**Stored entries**
-*-*-
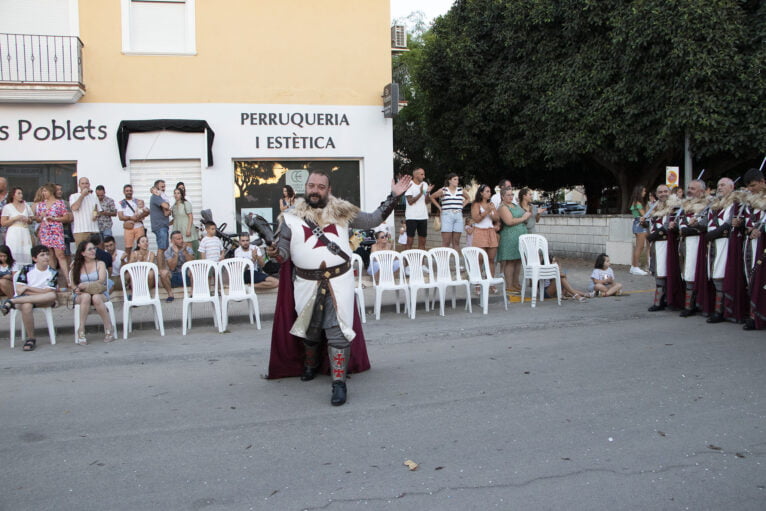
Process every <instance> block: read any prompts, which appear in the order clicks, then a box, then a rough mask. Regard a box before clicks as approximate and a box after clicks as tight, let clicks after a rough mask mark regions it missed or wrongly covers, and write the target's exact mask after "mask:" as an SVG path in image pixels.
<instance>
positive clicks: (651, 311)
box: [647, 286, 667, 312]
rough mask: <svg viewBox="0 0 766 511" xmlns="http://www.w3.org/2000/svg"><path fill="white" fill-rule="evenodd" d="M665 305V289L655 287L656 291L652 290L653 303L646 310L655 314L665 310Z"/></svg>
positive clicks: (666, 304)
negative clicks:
-*-*-
**Assigned task**
Please write out every line of the records above as a numbered list. Skip blank lines and leave the pictures out.

**Result of the exercise**
1. Process every <instance> block: read any prompts, which appear in the order clicks, then a box, then a rough mask. Regard a box before clicks as approximate and a box after clicks as tight, let clicks after a rough mask mark regions it missed or wrongly covers, and write the target's exact mask after "mask:" as an SVG path in image pixels.
2. <instance>
3. positive clicks: (651, 311)
4. box: [647, 286, 667, 312]
5. rough mask: <svg viewBox="0 0 766 511" xmlns="http://www.w3.org/2000/svg"><path fill="white" fill-rule="evenodd" d="M665 305V289L655 287L656 291L652 290L653 303L646 310L655 314L665 310Z"/></svg>
6. positive clicks: (666, 304)
7. negative clicks:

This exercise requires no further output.